• _QUOTED TEXT_
2

This question is a re-opening of RewriteRule - Caret ^ - Match because the actual question has not been answered by the accepted answer.

I am confused about these rewrite rules in a .htaccess file which is supposed to redirect all requests for non-existing files and directories to the front controller

# Send Requests To Front Controller...
RewriteCond %{REQUEST_FILENAME} !-d
RewriteCond %{REQUEST_FILENAME} !-f
RewriteRule ^ index.php [L]

The original question was: How is it possible that a caret can match the whole URL if it is a position anchor?

Please note, the highlighted part "whole". I know that the caret matches the beginning of a line and thus the rule is always hit, but the caret does not consume any characters and according to the official Apache docs, "the Substitution of a rewrite rule is the string that replaces the original URL-path that was matched by Pattern."

Moreover, if the .htaccess file is placed in a directory, the leading / of the URL which represents the directory, is not part of the match (again, see Apache docs, 2nd bullet point below "What is matched").

In summary, if the URL is something like https://my-domain.tld/api/foo the relative URL seen by the rewrite rule is api/foo, the caret ^ matches the beginning and after substitution we end up with index.phpapi/foo. Essentially, index.php is put in front of the original URL.

How does this work? A file named index.phpapi/foo does not exist. I would have expected a 404 Not Found result code.

user2690527
  • 1,729
  • 1
  • 22
  • 38

1 Answers1

2
# Send Requests To Front Controller...
RewriteCond %{REQUEST_FILENAME} !-d
RewriteCond %{REQUEST_FILENAME} !-f
RewriteRule ^ index.php [L]

As you state, the caret (^) does not actually match anything. It simply asserts the start-of-string, which will be successful for everything (every requested URL-path). And that is all it needs to do here... be successful.

The regex $ (end-of-string anchor) would have the same result. As would .? (an optional single character), etc.

but the caret does not consume any characters and according to the official Apache docs, "the Substitution of a rewrite rule is the string that replaces the original URL-path that was matched by Pattern."

It doesn't literally just replace the part that is "matched". It replaces the entire URL-path that is matched by (or satisfies) the pattern. The pattern ^ successfully matches (or satisfies) everything.

• _TASKS_
1) Quote the part of the RewriteRule caret thread that opens with the words containing "Moreover, if the" and closes with "Found result code.".
2) List every directive line in the .htaccess block that the RewriteRule caret thread shows.
The records come from a source unrelated to the RewriteRule caret thread.

• _DATASET EXCERPTS_
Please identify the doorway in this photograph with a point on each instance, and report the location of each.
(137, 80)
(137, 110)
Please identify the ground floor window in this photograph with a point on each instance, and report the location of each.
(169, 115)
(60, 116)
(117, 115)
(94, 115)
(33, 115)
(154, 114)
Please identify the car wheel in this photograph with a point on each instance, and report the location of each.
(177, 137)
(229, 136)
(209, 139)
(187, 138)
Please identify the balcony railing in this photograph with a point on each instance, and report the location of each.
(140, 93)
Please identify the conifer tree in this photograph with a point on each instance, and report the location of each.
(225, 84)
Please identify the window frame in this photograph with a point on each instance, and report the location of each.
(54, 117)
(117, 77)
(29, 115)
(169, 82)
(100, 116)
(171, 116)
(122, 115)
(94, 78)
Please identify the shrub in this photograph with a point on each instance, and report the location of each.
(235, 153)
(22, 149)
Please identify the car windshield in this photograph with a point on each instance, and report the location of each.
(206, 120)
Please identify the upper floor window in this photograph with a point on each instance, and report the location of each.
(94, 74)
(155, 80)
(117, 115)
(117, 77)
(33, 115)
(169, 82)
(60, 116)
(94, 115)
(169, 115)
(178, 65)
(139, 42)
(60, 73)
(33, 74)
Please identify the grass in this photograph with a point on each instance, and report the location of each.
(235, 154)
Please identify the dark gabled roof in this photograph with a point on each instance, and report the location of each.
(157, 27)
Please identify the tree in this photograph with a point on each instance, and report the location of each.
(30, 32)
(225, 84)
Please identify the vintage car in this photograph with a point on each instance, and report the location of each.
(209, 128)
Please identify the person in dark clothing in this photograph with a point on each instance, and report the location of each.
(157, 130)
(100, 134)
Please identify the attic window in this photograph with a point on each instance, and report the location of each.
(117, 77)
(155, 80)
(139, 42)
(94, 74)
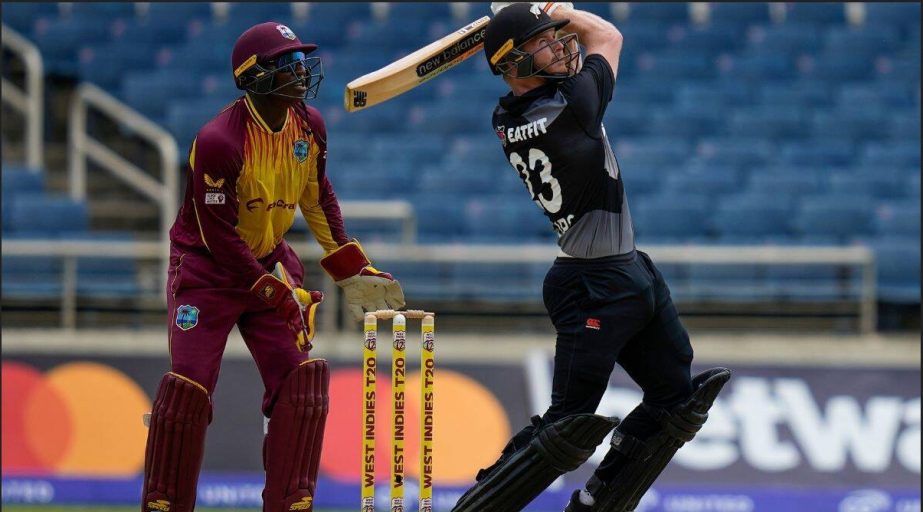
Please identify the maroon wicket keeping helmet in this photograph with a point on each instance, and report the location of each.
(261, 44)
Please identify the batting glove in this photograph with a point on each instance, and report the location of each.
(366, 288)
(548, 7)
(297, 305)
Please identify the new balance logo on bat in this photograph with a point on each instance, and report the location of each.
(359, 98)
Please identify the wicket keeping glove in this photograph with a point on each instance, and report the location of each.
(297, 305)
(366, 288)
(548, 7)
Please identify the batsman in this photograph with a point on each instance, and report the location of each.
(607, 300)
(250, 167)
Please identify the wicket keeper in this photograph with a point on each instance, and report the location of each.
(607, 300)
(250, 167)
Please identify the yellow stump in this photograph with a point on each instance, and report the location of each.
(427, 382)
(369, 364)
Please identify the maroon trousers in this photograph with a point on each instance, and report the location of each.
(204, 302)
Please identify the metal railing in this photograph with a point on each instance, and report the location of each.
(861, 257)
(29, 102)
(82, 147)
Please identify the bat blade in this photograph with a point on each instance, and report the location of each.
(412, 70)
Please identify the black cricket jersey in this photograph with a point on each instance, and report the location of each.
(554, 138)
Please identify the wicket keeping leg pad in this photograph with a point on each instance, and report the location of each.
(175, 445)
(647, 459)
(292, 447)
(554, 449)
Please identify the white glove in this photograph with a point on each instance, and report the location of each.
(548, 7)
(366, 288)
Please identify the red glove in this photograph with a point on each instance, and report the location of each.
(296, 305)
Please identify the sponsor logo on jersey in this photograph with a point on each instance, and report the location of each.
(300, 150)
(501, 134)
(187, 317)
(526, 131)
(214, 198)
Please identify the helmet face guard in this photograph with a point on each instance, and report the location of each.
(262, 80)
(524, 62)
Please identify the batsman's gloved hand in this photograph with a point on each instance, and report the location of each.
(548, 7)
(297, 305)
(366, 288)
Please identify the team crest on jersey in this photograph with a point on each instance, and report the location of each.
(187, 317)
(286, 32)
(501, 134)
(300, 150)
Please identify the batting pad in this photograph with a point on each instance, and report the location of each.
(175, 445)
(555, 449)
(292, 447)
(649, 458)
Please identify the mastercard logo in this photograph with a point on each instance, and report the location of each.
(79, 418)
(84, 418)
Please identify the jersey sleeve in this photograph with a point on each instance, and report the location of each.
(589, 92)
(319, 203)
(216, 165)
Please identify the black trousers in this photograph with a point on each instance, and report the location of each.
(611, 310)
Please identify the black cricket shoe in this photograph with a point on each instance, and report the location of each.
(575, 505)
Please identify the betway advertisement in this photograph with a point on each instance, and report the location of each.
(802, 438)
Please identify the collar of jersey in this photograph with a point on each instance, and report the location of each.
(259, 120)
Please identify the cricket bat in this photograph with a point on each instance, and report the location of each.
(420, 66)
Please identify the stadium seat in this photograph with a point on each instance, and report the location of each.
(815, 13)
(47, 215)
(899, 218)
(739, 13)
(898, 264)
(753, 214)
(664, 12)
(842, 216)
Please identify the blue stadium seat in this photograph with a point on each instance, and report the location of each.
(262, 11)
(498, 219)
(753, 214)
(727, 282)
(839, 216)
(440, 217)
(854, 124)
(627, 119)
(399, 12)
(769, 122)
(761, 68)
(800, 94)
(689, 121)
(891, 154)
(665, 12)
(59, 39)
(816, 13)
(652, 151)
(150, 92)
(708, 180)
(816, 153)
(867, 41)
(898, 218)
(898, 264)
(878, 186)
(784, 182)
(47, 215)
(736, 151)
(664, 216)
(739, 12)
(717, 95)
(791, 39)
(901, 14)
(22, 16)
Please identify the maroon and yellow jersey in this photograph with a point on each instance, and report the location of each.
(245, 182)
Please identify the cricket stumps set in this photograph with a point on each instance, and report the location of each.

• _ANSWERS FOR THE TASKS_
1)
Moreover, if the .htaccess file is placed in a directory, the leading / of the URL which represents the directory, is not part of the match (again, see Apache docs, 2nd bullet point below "What is matched").

In summary, if the URL is something like https://my-domain.tld/api/foo the relative URL seen by the rewrite rule is api/foo, the caret ^ matches the beginning and after substitution we end up with index.phpapi/foo. Essentially, index.php is put in front of the original URL.

How does this work? A file named index.phpapi/foo does not exist. I would have expected a 404 Not Found result code.

2)
RewriteCond %{REQUEST_FILENAME} !-d
RewriteCond %{REQUEST_FILENAME} !-f
RewriteRule ^ index.php [L]